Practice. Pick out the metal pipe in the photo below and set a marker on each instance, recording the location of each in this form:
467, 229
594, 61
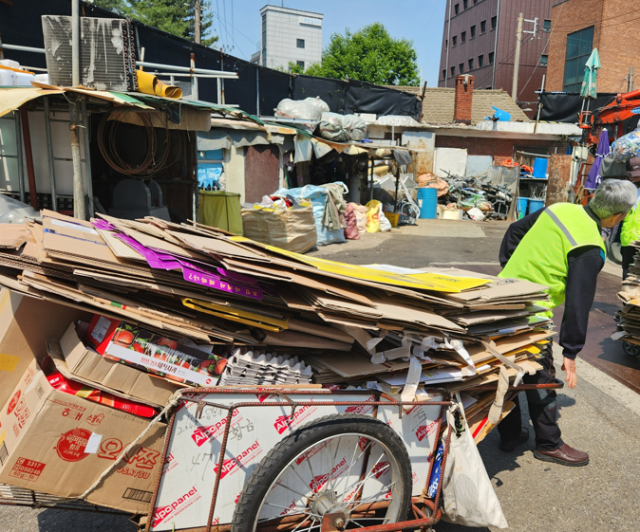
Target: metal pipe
495, 48
257, 92
52, 174
87, 156
192, 70
79, 210
16, 117
19, 48
75, 43
446, 68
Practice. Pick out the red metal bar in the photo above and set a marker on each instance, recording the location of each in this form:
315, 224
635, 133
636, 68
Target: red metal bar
28, 154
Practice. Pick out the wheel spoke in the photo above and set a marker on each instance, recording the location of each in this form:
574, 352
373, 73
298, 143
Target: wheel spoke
361, 482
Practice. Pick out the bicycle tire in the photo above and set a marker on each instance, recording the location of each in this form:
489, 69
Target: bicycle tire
277, 461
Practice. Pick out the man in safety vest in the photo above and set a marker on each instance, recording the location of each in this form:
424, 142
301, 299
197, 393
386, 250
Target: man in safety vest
630, 233
560, 247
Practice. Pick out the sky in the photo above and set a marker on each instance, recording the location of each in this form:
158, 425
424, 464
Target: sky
————————
- **Objective**
Copy the whole listing above word for word, leaving out the picture.

- **Full output**
Practice. Pick out the metal pipe in the photo below and set a marker on each instance, recording the location of each in this form:
467, 229
594, 61
Target: metal pipe
495, 48
257, 92
52, 174
87, 156
192, 70
79, 210
16, 117
19, 48
75, 43
446, 68
Practice. Pick out the red metal bar in the photo above and set a marker on each instance, recording the location of each in this form:
315, 224
635, 133
636, 68
Target: red metal bar
28, 154
Practice. Pick out the wheel spoke in the photo above and set a marker on each instance, recording the location of each in this form:
574, 352
373, 73
298, 143
Target: wheel spoke
361, 482
Practice. Pick out the bicycle tire in the photo above and set a marker on each instance, recording the location of each in this form:
489, 69
Target: bicycle tire
277, 461
Practice. Pick out the man in safety vest in the photo above and set a marker on each instance, recording the location of each in this form:
424, 142
301, 299
197, 393
386, 250
Target: man in safety vest
630, 233
560, 247
Practice. Pick out the sky in the photo above and set a marker on each instance, recording the location of each in this form:
158, 425
424, 464
Target: sky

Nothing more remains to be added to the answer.